Challenge: Rename "tortoise" to "turtle" everywhere in the listing below, leaving every other line and word as it is.

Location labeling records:
^^^^^^^^
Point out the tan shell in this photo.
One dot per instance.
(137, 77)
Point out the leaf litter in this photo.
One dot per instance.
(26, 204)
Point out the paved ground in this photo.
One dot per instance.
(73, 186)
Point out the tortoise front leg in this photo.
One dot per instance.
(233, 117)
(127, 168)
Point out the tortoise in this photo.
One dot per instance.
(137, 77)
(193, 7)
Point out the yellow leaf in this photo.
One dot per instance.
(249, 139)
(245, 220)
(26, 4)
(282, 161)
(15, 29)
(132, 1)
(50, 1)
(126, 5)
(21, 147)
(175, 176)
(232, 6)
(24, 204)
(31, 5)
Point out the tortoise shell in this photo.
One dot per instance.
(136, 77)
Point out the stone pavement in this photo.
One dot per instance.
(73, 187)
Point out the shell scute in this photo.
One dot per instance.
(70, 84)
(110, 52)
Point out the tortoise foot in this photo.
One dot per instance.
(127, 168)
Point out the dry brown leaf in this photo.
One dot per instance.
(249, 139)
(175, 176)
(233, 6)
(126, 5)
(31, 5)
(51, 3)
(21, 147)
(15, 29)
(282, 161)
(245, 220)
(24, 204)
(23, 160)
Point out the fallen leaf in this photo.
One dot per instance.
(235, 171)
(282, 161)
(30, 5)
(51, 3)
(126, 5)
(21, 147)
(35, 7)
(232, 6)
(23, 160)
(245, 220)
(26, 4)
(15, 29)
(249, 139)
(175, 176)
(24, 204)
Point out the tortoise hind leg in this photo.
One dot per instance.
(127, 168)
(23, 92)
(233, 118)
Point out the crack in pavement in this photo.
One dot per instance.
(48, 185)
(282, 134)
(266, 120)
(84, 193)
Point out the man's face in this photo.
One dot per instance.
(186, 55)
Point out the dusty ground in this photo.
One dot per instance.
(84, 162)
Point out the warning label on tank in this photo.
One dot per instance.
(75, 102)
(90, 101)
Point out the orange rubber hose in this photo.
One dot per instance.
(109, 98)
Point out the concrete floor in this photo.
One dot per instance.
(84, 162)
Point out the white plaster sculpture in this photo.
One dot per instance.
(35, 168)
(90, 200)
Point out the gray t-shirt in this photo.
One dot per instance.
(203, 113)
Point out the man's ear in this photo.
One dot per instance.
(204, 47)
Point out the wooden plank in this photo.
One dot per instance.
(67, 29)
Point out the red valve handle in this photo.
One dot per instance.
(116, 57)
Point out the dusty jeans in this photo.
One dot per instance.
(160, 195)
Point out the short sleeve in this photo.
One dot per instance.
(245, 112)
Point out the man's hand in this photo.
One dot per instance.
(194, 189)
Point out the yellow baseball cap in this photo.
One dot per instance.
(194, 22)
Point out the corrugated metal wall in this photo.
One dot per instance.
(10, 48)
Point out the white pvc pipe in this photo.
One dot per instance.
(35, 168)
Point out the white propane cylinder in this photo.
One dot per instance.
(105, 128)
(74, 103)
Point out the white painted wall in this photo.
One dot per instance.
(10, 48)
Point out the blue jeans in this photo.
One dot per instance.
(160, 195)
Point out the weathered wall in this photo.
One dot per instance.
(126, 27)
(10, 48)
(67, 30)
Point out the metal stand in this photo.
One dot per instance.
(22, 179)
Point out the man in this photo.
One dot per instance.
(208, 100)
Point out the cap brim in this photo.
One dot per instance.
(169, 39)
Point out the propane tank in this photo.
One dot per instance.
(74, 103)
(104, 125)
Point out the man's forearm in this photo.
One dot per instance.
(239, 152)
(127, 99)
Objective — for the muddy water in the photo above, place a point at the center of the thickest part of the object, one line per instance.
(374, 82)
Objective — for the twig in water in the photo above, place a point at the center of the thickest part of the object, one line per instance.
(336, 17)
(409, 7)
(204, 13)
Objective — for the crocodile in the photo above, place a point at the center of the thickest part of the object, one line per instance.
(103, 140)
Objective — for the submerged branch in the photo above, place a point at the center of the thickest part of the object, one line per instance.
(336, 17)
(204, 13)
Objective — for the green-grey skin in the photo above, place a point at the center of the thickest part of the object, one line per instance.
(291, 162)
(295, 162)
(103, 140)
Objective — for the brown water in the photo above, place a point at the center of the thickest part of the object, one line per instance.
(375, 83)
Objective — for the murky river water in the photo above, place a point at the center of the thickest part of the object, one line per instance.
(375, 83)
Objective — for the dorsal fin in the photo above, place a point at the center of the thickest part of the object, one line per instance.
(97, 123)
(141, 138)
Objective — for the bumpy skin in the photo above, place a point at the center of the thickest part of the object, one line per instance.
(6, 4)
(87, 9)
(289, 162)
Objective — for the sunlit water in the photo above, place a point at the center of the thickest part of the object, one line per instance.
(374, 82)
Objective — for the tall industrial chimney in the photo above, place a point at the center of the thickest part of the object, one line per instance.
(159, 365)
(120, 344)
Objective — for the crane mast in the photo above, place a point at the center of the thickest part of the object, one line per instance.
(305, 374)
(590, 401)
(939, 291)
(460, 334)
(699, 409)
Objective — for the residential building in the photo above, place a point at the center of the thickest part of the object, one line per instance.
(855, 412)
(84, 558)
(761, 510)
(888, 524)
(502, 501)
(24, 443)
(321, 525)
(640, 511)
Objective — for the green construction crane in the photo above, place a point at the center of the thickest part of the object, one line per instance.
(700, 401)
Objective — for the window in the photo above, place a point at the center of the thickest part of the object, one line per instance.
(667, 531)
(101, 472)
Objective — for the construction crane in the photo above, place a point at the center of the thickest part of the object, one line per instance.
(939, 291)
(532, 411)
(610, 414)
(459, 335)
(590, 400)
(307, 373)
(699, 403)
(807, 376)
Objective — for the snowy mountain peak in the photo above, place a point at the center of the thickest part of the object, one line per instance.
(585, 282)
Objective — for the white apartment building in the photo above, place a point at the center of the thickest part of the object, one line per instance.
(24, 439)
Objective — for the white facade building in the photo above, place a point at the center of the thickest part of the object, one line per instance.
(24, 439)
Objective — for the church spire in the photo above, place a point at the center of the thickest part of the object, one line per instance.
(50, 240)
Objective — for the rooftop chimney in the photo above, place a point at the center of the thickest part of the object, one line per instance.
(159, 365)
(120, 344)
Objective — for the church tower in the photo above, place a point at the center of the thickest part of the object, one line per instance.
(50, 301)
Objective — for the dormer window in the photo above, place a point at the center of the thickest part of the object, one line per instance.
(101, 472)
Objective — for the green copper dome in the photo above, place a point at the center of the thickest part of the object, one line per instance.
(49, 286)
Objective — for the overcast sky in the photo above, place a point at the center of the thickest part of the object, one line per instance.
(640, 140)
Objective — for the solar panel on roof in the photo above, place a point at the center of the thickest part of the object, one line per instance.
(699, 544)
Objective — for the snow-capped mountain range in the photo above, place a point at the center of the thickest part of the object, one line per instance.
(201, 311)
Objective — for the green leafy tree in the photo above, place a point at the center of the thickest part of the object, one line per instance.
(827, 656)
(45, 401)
^^^^^^^^
Result of the task:
Point out the tan shell in this photo.
One dot per instance.
(137, 77)
Point out the leaf litter in this photo.
One dot per instance.
(26, 204)
Point out the paved ground in this photo.
One dot per instance.
(73, 186)
Point out the turtle front leg in this photo.
One dot per instance.
(233, 117)
(127, 168)
Point out the turtle in this photo.
One dot per instance.
(137, 77)
(193, 7)
Point out the yellow leaf in this photo.
One dot per instance.
(249, 139)
(245, 220)
(26, 4)
(282, 161)
(15, 29)
(132, 1)
(50, 1)
(126, 5)
(21, 147)
(175, 176)
(232, 6)
(24, 204)
(31, 5)
Point out the turtle shell in this photo.
One dot per instance.
(136, 77)
Point out the stone pavement in this photo.
One dot per instance.
(73, 187)
Point out the shell scute in this photo.
One dot per instance.
(70, 84)
(110, 52)
Point out the turtle foot in this photo.
One dot per instance.
(127, 168)
Point out the dry brown leaf in this photo.
One dot per instance.
(249, 139)
(175, 176)
(233, 6)
(126, 5)
(31, 5)
(51, 3)
(21, 147)
(15, 29)
(282, 161)
(245, 220)
(24, 204)
(23, 160)
Point out the fallen leaf in this photo.
One dot per instance.
(235, 171)
(282, 161)
(30, 5)
(51, 3)
(126, 5)
(21, 147)
(35, 7)
(232, 6)
(23, 160)
(245, 220)
(26, 4)
(15, 29)
(249, 139)
(175, 176)
(24, 204)
Point out the turtle hind leg in this photo.
One dot per instance.
(127, 168)
(23, 92)
(233, 118)
Point out the crack in pavement in this photo.
One dot per instance.
(48, 185)
(282, 134)
(266, 120)
(84, 193)
Point out the man's face in this photo.
One dot per instance.
(186, 55)
Point out the dusty ground in this photo.
One dot per instance.
(84, 162)
Point out the warning label on tank in this photo.
One dot per instance.
(75, 102)
(90, 101)
Point out the orange rubber hose in this photo.
One dot per instance.
(109, 98)
Point out the concrete floor in this photo.
One dot per instance.
(84, 162)
Point out the white plaster sculpture in this photo.
One dot per instance.
(35, 168)
(90, 200)
Point out the gray t-shirt in this photo.
One dot per instance.
(203, 113)
Point out the man's ear in this photo.
One dot per instance.
(204, 47)
Point out the wooden plank in this photo.
One dot per instance.
(67, 29)
Point out the red valve handle in this photo.
One dot per instance.
(116, 57)
Point out the dusty jeans in this photo.
One dot per instance.
(160, 195)
Point out the short sleeve in this photo.
One dot per instance.
(245, 112)
Point out the man's hand in this photo.
One dot per instance.
(194, 189)
Point out the yellow baseball cap in this photo.
One dot per instance.
(194, 22)
Point out the corrugated metal wall in this photo.
One dot per instance.
(10, 48)
Point out the white pvc pipe in this photo.
One dot per instance.
(35, 168)
Point out the white propane cylinder in this photo.
One dot per instance.
(105, 128)
(74, 103)
Point out the white painted wall in this photo.
One dot per instance.
(10, 48)
Point out the blue jeans in this photo.
One dot per instance.
(160, 195)
Point out the weathered wall in this photo.
One dot per instance.
(126, 27)
(10, 48)
(67, 30)
Point out the metal stand in this photo.
One dot per instance.
(22, 179)
Point out the man in this photo.
One dot per instance.
(208, 100)
Point out the cap brim in this photo.
One dot per instance.
(169, 39)
Point out the propane tank in this photo.
One dot per instance.
(74, 103)
(104, 125)
Point out the man's forearm in this photo.
One dot per instance.
(239, 152)
(127, 99)
Objective — for the muddy water in the photo above, place a point at the center of the thickest part of the object, one line per instance.
(374, 82)
Objective — for the twig in water in the photo above, place a point at the center of the thickest part of the object, one line per instance.
(336, 17)
(409, 7)
(204, 13)
Objective — for the crocodile in the photo above, place a point at the center of the thickest part of the object, one line per instance.
(103, 140)
Objective — for the submerged branch in the photo above, place a point at the center of the thickest part of the object, one line per instance.
(336, 17)
(204, 13)
Objective — for the green-grey skin in the photo above, place a point at the center of the thickest part of the object, one line per instance.
(291, 162)
(295, 162)
(103, 140)
Objective — for the brown water in the photo above, place a point at the center of the thickest part of the object, one line per instance.
(375, 83)
Objective — for the murky river water in the photo above, place a point at the center of the thickest part of the object, one line per instance.
(375, 83)
Objective — for the dorsal fin in the photo above, place a point at the center of the thickest part of the object, one line per instance.
(97, 123)
(141, 138)
Objective — for the bumpy skin in the photo above, place a point at the center of the thickest part of the object, one line per instance.
(6, 4)
(87, 9)
(289, 162)
Objective — for the sunlit water in the photo above, place a point at the center of the thickest part of the object, one line per instance.
(374, 82)
Objective — for the tall industrial chimney in the photo above, place a point at the center of the thickest part of the object, one line per instance.
(159, 365)
(120, 344)
Objective — for the crane mast in the photo above, place a point at the center of the thickest part of the object, one line per instance.
(305, 374)
(590, 401)
(939, 291)
(460, 334)
(699, 409)
Objective — for the residential building in the photo above, place a point at the center of the thickest part of the object, one line per instance.
(855, 412)
(84, 558)
(761, 510)
(888, 524)
(502, 501)
(24, 443)
(321, 525)
(640, 511)
Objective — for the green construction crane in the photo above, place a point at the center of the thickest part of the object, one line per instance.
(700, 401)
Objective — for the window in the photo above, place a point at the center of the thickest part of the object, one line per instance.
(667, 531)
(101, 472)
Objective — for the construction crane in the photo above, place a point at the center of the thickest part of the object, one line per instance.
(939, 291)
(532, 411)
(610, 414)
(459, 335)
(590, 400)
(307, 373)
(699, 403)
(807, 376)
Objective — for the snowy mountain peak in the photo above, place a point at the center of the thickest part of the object, one line per instance.
(585, 282)
Objective — for the white apartment building in the photo above, place a point at the center of the thickest part of the object, one line per instance.
(24, 439)
Objective — for the white facade building in the photo above, place a point at the center of the thickest part of the object, one line per instance.
(24, 439)
Objective — for the church spire in the photo above, place a point at the center of the thickest part of the object, one line per instance.
(50, 240)
Objective — for the rooftop chimney in the photo above, place a point at the center of the thickest part of the object, one line per instance.
(159, 365)
(120, 344)
Objective — for the church tower in the photo above, place a point at the center of the thickest part of the object, one line per instance.
(50, 301)
Objective — for the dormer window in the photo above, place a point at the center of the thickest part of the object, one line per instance.
(101, 472)
Objective — for the green copper dome in the photo above, place a point at the center of the thickest part of the object, one line per instance.
(49, 286)
Objective — for the overcast sky in the photo above, place a point at the center of the thickest part of the object, one line per instance.
(640, 140)
Objective — for the solar panel on roof in the photo above, place a point at the center of the thickest part of the object, one line per instance.
(699, 544)
Objective — for the snow-capped mountain range in the photo above, place a point at the center of the thickest part of the object, one line per instance.
(201, 311)
Objective — for the green leafy tree in the photo above, place a point at the center of the thickest part of the object, one line per instance.
(827, 656)
(45, 401)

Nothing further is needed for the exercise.